[[ RECORDS FOR THE EXERCISE open ]]
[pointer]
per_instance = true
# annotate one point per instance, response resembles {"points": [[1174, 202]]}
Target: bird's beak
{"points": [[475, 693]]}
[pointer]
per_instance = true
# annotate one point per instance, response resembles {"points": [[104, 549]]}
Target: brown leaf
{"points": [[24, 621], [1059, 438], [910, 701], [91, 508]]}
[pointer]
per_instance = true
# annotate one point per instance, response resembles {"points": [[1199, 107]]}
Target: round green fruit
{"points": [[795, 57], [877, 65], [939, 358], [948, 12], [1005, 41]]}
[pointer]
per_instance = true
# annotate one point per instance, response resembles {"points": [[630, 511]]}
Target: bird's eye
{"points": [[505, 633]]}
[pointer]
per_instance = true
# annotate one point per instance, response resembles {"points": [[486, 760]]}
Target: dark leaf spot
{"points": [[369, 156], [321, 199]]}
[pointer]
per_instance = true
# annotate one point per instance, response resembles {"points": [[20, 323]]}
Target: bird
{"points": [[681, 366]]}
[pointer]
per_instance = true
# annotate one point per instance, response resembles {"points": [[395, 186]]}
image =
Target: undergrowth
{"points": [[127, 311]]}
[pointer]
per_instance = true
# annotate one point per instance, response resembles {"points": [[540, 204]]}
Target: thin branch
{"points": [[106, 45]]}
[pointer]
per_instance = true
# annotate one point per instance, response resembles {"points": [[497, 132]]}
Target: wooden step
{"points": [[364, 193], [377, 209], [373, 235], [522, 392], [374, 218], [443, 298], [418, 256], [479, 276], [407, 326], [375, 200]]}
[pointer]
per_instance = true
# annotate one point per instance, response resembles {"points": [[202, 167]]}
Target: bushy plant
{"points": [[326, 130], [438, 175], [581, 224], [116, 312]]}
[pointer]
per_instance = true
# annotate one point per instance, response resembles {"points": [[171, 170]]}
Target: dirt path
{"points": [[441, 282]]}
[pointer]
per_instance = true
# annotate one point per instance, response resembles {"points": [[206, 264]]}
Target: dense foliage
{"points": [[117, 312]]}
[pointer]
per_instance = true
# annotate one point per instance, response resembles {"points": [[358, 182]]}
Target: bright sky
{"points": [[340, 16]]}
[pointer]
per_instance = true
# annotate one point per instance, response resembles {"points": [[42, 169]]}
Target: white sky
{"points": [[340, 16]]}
[[ RECORDS FOR THE EXERCISE closed ]]
WHAT NEEDS TO BE DONE:
Word for word, restate all of the records.

SOLUTION TO THE PROBLEM:
[pointer]
per_instance = true
# annotate one point per instance, response resembles {"points": [[1174, 202]]}
Target: bird's beak
{"points": [[475, 693]]}
[pointer]
per_instance = true
# annotate one point per instance, response resembles {"points": [[104, 549]]}
Target: brown leaf
{"points": [[24, 621], [1059, 438], [910, 701], [91, 508]]}
[pointer]
per_instance = true
# annotate one point per instance, response resembles {"points": [[1199, 107]]}
Target: round green fruit
{"points": [[795, 57], [877, 65], [939, 358], [948, 12], [1005, 41]]}
[pointer]
per_instance = true
# annotate one point per instance, response resembles {"points": [[630, 511]]}
Target: bird's eye
{"points": [[505, 633]]}
[pointer]
per_instance = true
# annotate one point per instance, response resembles {"points": [[486, 760]]}
Target: dark leaf spot
{"points": [[369, 156], [321, 199]]}
[pointer]
per_instance = true
# annotate one point per instance, response resembles {"points": [[20, 323]]}
Target: bird
{"points": [[681, 366]]}
[pointer]
per_instance = true
# annotate one point per instance, response resembles {"points": [[395, 186]]}
image =
Target: undergrowth
{"points": [[127, 311]]}
[pointer]
per_instance = true
# annotate one point per instance, response resembles {"points": [[540, 204]]}
Target: thin branch
{"points": [[106, 45]]}
[pointer]
per_instance = true
# annotate one point per instance, response resembles {"points": [[497, 132]]}
Target: wooden step
{"points": [[364, 193], [377, 209], [373, 235], [522, 392], [374, 218], [443, 298], [418, 256], [479, 276], [407, 326], [375, 200]]}
[pointer]
per_instance = true
# annotate one point per instance, response resembles {"points": [[202, 167]]}
Target: bushy plant
{"points": [[326, 130], [438, 175], [581, 224], [116, 312]]}
[pointer]
per_instance = true
# annotate one point per instance, response resembles {"points": [[171, 170]]}
Target: dirt path
{"points": [[441, 282]]}
[pointer]
per_instance = true
# annotate one point per instance, response resembles {"points": [[206, 264]]}
Target: dense foliage
{"points": [[117, 312]]}
[pointer]
per_instance = true
# annotate one point per instance, response resembles {"points": [[358, 182]]}
Target: bright sky
{"points": [[340, 16]]}
[pointer]
per_instance = true
# annotate one point per instance, response resembles {"points": [[42, 169]]}
Target: white sky
{"points": [[340, 16]]}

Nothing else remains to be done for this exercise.